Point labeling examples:
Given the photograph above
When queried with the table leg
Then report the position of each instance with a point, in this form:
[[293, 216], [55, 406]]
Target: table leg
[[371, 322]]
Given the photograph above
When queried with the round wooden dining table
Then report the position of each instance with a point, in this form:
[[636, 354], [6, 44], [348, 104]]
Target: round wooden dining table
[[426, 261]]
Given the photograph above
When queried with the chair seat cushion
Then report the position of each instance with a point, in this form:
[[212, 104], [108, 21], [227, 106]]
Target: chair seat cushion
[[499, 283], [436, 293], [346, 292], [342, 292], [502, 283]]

» **Given instruction**
Render all of the records above as a JSON list of strings, with one string for each line and no entries for blank lines.

» **Written reply**
[
  "Given the photograph above",
  "When queried with the table leg",
  "Then report the position of each instance with a point, in this form:",
  "[[293, 216], [55, 406]]",
  "Target: table leg",
  "[[371, 322]]",
  "Given the photograph above",
  "When queried with the round wooden dining table",
  "Then report the position of each instance with a point, in this form:",
  "[[636, 354], [6, 44], [348, 104]]",
  "Target: round wooden dining table",
  "[[426, 261]]",
  "Given the photograph above",
  "When queried with the chair seat cushion",
  "Then report the position of each instance with a point, in this form:",
  "[[212, 104], [108, 21], [227, 106]]",
  "Target: chair seat cushion",
  "[[499, 283], [436, 293], [346, 292], [342, 292], [502, 283]]"
]